PODEMOS AFIRMAR SIN LUGAR A
DUDAS QUE LA RAÍZ DE TODO EL DOLOR EMOCIONAL QUE VIVIMOS, NO ES OTRA COSA QUE
EL SÍNTOMA DE UNA PÉRDIDA MÁS O MENOS ENCUBIERTA. Y EN EL CASO DE NUESTRAS
ALEGRÍAS BÁSICAS, TAMBIÉN SUBYACE UN SENTIMIENTO DE GANANCIA IMPLÍCITA.
BIEN SABEMOS QUE LA VIDA ES
UNA CARRERA DE GANANCIAS Y PÉRDIDAS DE LAS QUE NADIE SE LIBERA. LAS PRIMERAS
NOS EXPANDEN Y CONFORTAN, Y SIN EMBARGO LAS OTRAS NOS CONTRAEN Y ENTRISTECEN.
Sería bueno que nos
preguntásemos, ¿no es la pérdida el común denominador que subyace tras la
enfermedad, la muerte, la traición, la desposesión, el rechazo, el fracaso y
tantas otras vivencias humanas que contraen nuestro diafragma?
Al parecer, la inteligencia
de vida nos ha diseñado con un potente sistema de alarma para que el agua de la
vasija no se derrame por una grieta desconocida. Se trata de una alarma de
supervivencia que incluso funciona cuando tal dolor lo padece el otro, y éste
nos alcanza por pura compasión y empatía. Alguien dijo que quienes crean que la
vida es un río con una sola orilla, es decir con la orilla del placer y el
bienestar, e ignora la del dolor, no entiende las leyes del Universo.
TODA PÉRDIDA EN LA ESFERA DE
LA SALUD, EL DINERO O EL AMOR CON TODOS SUS DERIVADOS, CONLLEVA UN NIVEL DE
DUELO EN FUNCIÓN DEL GRADO DE IDENTIFICACIÓN QUE HAYA EXISTIDO CON LO QUE SE VA
DE NUESTRA VIDA.
Una identificación que
refleja el quebranto en nuestra propia identidad que se ve disminuida. Y aunque
estemos bien entrenados intelectualmente para “entender” que toda pérdida forma
parte del juego de la vida, atravesamos un proceso de contracción que merece
ser tratado y aliviado como una enfermedad del alma.

» Registros mostrados
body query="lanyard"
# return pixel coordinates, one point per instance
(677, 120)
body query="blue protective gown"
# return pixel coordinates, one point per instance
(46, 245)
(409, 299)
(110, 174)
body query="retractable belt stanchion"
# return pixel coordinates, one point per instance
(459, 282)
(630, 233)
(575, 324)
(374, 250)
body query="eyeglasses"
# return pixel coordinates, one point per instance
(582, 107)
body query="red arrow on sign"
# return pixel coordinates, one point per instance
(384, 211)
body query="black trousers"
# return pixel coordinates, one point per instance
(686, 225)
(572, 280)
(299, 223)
...
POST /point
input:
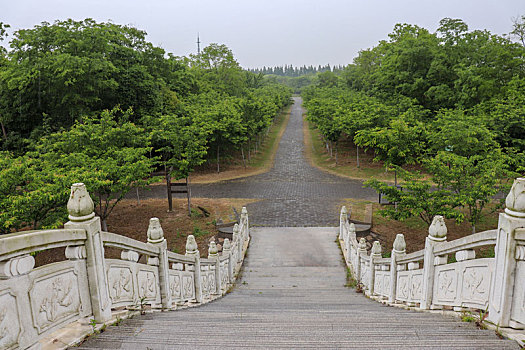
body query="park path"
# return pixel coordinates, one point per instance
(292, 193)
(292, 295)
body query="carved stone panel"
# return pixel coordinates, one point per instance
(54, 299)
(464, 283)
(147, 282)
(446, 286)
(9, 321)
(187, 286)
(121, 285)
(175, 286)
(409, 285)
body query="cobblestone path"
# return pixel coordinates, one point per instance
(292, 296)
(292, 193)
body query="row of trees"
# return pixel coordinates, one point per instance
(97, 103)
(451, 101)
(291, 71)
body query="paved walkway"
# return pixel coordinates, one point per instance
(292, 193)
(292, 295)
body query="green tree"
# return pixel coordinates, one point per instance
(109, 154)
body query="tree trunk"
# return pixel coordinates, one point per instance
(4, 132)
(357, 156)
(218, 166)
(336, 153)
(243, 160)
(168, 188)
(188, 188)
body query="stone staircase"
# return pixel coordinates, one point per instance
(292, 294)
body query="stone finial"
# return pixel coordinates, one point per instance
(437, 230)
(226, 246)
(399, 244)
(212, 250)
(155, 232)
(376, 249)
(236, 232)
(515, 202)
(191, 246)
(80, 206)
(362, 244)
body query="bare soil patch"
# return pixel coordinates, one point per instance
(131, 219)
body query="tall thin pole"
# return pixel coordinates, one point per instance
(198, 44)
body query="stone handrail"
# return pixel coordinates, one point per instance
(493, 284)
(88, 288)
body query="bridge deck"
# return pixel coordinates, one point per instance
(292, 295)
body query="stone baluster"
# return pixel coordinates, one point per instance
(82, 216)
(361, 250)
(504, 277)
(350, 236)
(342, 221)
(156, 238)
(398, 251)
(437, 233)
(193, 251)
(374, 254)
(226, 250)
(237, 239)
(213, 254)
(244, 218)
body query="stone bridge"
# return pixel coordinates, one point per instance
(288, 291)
* * *
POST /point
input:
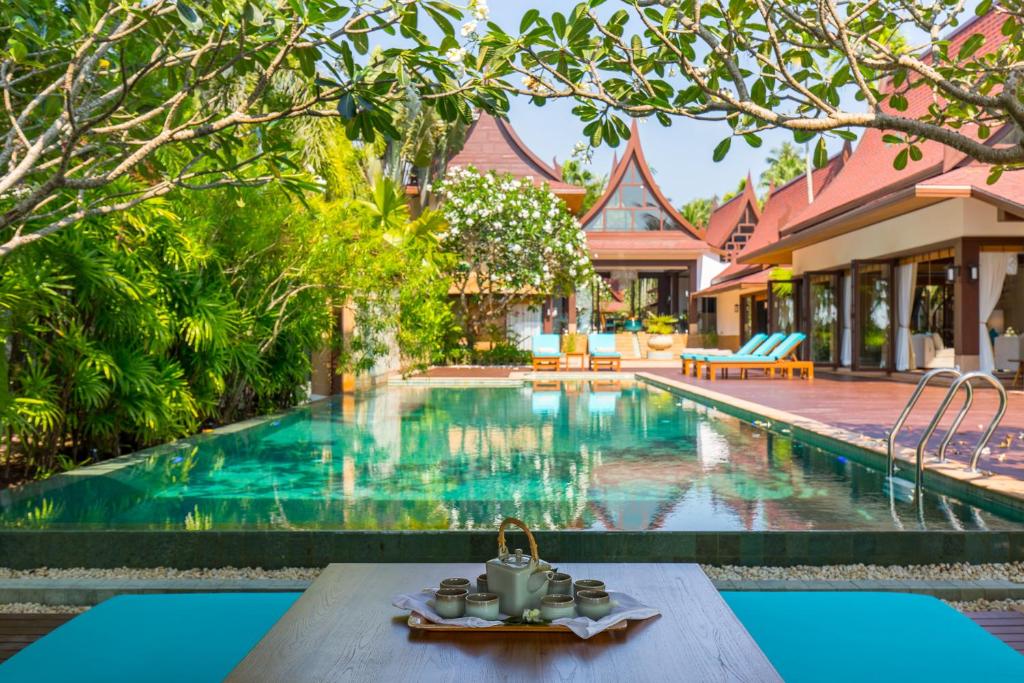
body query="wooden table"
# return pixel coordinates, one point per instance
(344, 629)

» Consignas del ejercicio
a) Reproduce textualmente el fragmento del texto sobre la pérdida que va desde «Al parecer, la» hasta «DE NUESTRA VIDA.», ambos incluidos.
b) Según el texto sobre la pérdida, ¿de qué depende el nivel de duelo que conlleva toda pérdida en la esfera de la salud, el dinero o el amor?
c) Explica, de acuerdo con el texto sobre la pérdida, por qué el dolor que padece otra persona también puede alcanzarnos.
Los registros no hacen falta para resolver este ejercicio.

» Respuestas del ejercicio
a)
Al parecer, la inteligencia
de vida nos ha diseñado con un potente sistema de alarma para que el agua de la
vasija no se derrame por una grieta desconocida. Se trata de una alarma de
supervivencia que incluso funciona cuando tal dolor lo padece el otro, y éste
nos alcanza por pura compasión y empatía. Alguien dijo que quienes crean que la
vida es un río con una sola orilla, es decir con la orilla del placer y el
bienestar, e ignora la del dolor, no entiende las leyes del Universo.
TODA PÉRDIDA EN LA ESFERA DE
LA SALUD, EL DINERO O EL AMOR CON TODOS SUS DERIVADOS, CONLLEVA UN NIVEL DE
DUELO EN FUNCIÓN DEL GRADO DE IDENTIFICACIÓN QUE HAYA EXISTIDO CON LO QUE SE VA
DE NUESTRA VIDA.

b) Depende del grado de identificación que haya existido con lo que se va de nuestra vida.

c) La inteligencia de vida nos ha diseñado con una alarma de supervivencia que funciona incluso cuando el dolor lo padece el otro. Ese dolor nos alcanza por pura compasión y empatía.